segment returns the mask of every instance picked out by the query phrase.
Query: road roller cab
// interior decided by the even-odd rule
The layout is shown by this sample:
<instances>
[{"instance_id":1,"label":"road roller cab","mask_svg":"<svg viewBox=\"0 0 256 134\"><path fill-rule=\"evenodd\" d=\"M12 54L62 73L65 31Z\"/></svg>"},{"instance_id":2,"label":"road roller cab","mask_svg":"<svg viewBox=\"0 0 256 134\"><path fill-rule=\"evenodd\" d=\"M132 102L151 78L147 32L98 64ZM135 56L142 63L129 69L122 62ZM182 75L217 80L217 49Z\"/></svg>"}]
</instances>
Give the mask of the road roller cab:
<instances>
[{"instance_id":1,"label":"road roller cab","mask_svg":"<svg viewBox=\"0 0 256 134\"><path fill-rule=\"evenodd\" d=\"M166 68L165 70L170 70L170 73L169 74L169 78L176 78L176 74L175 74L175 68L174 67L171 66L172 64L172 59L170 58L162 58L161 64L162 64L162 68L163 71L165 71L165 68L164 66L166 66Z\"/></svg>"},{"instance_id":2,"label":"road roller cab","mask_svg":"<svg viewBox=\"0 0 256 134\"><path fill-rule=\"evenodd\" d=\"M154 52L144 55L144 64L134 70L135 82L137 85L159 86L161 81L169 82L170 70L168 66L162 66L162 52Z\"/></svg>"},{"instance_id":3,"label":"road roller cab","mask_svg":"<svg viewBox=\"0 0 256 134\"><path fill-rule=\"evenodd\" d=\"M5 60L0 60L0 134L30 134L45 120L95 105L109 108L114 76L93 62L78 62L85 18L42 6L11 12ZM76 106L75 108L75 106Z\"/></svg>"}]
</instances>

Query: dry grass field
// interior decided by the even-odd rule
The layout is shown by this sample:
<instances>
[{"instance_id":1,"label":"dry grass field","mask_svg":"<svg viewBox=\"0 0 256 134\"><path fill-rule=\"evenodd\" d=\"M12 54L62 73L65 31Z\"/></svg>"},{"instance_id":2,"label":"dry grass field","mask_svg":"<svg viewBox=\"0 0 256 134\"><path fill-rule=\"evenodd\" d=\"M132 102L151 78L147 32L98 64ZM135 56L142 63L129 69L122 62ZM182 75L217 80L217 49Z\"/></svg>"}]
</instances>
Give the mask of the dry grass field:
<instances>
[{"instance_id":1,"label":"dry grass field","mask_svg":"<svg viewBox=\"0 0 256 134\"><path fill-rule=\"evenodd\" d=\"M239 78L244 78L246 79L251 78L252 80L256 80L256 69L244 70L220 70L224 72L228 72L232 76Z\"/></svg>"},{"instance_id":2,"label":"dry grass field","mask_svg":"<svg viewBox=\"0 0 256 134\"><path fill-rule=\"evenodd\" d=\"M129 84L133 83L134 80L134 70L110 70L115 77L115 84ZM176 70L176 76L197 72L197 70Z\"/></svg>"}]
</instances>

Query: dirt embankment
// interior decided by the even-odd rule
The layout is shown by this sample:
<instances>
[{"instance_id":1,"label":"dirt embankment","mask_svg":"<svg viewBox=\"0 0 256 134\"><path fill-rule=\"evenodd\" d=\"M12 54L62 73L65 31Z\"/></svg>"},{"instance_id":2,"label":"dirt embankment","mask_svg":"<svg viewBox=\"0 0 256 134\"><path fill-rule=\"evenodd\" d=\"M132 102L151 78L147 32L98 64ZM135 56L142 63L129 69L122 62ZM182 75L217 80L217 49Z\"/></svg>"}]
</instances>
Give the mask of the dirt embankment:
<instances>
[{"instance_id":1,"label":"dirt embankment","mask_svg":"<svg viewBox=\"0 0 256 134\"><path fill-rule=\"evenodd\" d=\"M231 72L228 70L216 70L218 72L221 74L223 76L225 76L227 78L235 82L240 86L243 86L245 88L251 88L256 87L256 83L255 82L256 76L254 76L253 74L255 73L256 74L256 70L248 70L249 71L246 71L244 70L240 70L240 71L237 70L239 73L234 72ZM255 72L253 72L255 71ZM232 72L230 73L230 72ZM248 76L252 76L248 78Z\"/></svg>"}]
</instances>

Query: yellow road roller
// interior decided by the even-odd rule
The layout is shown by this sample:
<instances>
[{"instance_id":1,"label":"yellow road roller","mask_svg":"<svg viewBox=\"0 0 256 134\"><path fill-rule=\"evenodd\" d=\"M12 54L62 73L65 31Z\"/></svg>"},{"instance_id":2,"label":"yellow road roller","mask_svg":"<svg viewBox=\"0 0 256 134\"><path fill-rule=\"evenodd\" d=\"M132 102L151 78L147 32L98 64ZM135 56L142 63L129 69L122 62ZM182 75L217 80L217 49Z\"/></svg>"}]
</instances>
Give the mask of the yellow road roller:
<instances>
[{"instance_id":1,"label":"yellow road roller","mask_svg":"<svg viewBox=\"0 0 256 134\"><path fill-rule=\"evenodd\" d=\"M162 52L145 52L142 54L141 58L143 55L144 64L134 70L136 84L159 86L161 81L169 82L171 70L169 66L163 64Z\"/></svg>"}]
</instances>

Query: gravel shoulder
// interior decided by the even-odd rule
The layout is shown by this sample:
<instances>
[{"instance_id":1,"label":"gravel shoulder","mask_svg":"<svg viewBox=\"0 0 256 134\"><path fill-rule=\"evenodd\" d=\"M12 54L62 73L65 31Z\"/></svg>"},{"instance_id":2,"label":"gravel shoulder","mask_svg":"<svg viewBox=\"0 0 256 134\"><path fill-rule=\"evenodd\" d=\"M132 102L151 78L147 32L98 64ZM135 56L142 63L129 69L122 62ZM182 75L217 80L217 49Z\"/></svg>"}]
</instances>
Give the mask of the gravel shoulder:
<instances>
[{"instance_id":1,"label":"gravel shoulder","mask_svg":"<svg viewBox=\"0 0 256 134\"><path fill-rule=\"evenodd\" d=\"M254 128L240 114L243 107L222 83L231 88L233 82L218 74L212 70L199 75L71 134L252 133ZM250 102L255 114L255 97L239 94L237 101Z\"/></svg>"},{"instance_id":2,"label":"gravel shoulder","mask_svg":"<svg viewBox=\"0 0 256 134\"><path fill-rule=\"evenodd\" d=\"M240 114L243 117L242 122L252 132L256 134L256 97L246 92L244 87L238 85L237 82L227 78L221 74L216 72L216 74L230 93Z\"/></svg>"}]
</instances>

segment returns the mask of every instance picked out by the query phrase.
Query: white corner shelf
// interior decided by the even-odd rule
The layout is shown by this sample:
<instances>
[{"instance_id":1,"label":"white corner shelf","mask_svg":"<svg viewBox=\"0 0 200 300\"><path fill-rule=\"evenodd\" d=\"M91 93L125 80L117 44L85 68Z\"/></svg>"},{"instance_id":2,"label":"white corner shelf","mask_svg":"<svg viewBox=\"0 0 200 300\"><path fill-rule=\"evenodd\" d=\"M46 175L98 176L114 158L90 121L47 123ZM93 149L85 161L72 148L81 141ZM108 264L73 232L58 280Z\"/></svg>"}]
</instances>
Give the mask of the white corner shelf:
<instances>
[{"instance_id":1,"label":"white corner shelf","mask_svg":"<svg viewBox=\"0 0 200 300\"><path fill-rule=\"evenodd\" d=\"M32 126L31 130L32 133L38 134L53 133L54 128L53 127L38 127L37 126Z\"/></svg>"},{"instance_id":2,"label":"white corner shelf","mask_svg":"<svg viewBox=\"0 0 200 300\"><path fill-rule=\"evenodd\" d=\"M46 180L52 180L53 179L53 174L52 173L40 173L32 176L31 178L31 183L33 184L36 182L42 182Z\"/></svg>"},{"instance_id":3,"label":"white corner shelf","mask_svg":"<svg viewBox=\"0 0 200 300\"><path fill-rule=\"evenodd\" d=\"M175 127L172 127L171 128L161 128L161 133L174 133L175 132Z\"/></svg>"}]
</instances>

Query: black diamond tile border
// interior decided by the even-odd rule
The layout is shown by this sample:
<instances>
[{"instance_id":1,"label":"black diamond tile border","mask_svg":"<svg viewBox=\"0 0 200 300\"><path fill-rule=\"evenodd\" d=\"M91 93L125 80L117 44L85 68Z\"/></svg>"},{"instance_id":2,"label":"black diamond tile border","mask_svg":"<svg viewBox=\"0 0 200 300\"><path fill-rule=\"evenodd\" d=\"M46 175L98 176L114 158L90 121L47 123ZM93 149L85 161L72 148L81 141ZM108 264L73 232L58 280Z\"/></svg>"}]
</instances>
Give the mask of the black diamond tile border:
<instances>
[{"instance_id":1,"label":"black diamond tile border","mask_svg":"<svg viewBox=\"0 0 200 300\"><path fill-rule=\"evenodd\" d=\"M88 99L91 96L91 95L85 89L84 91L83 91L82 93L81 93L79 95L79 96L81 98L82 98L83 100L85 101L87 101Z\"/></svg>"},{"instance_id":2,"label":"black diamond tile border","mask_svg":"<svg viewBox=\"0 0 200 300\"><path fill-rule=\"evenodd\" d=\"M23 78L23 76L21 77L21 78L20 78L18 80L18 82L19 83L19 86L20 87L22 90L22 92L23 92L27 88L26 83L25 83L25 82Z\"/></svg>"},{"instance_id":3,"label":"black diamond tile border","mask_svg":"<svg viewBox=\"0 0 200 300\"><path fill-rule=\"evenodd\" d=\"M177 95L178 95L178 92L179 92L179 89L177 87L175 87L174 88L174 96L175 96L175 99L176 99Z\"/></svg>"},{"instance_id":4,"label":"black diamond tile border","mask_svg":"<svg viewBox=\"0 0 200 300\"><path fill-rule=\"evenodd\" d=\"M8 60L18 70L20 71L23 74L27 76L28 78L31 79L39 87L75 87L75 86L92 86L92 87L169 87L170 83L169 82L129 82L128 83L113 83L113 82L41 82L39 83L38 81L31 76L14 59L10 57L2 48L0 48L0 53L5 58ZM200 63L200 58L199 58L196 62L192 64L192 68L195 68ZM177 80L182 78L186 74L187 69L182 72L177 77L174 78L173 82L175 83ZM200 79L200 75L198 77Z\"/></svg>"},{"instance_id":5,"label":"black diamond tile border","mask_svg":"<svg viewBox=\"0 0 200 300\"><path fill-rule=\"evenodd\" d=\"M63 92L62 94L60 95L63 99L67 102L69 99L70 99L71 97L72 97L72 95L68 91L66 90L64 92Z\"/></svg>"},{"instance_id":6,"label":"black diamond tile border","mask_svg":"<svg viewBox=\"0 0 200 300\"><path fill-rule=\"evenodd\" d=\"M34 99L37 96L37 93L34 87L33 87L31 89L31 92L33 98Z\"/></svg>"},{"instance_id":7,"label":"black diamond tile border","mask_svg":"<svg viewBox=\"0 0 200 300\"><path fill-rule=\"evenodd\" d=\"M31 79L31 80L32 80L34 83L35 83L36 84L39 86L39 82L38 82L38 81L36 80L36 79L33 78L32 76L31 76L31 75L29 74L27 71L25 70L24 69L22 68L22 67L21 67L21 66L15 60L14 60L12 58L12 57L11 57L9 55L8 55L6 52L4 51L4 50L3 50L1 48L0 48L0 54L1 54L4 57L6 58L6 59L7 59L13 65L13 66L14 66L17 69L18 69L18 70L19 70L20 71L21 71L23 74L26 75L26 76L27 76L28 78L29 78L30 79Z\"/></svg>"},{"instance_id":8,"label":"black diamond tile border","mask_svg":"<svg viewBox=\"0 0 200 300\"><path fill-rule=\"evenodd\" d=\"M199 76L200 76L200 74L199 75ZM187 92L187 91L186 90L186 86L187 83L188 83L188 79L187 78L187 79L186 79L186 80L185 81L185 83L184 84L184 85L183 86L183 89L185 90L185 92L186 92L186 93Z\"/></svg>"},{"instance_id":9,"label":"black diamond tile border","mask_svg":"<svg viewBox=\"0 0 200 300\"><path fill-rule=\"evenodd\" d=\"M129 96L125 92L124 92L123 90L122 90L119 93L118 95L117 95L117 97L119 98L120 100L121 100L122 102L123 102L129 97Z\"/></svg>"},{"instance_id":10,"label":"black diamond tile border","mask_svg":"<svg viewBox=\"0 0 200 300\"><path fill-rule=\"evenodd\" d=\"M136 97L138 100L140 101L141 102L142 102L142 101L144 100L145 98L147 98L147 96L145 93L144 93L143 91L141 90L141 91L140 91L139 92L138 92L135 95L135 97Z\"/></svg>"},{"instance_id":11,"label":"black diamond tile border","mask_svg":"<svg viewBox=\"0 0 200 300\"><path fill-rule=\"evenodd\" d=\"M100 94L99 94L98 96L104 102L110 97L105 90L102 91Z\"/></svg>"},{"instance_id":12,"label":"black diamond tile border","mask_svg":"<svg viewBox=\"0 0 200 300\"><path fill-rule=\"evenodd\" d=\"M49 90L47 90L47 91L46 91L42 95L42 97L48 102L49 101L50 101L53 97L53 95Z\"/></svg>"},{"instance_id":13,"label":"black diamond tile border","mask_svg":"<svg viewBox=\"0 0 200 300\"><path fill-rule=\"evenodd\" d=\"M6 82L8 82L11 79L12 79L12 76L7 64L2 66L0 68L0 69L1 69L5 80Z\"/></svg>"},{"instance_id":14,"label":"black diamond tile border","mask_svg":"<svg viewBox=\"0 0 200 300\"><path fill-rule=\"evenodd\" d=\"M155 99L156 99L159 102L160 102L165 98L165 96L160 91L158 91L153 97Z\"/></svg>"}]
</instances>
•••
Given exercise>
Extract every line of the data above that contains the string "embankment", and copy each such line in full.

The solution>
Query: dirt embankment
[{"instance_id":1,"label":"dirt embankment","mask_svg":"<svg viewBox=\"0 0 256 134\"><path fill-rule=\"evenodd\" d=\"M12 54L62 73L65 31Z\"/></svg>"},{"instance_id":2,"label":"dirt embankment","mask_svg":"<svg viewBox=\"0 0 256 134\"><path fill-rule=\"evenodd\" d=\"M132 102L151 78L147 32L98 64ZM135 56L142 63L129 69L122 62ZM182 75L217 80L217 49Z\"/></svg>"}]
Give the mask of the dirt embankment:
[{"instance_id":1,"label":"dirt embankment","mask_svg":"<svg viewBox=\"0 0 256 134\"><path fill-rule=\"evenodd\" d=\"M231 72L228 70L216 70L218 72L221 74L223 76L225 76L227 78L235 82L240 86L243 86L245 88L251 88L256 87L256 83L255 82L256 76L254 76L253 74L255 73L256 74L256 70L248 70L249 71L246 71L244 70L240 70L240 71L237 70L239 73L234 72ZM255 72L253 72L255 71ZM232 72L230 73L230 72ZM248 76L252 76L248 78Z\"/></svg>"}]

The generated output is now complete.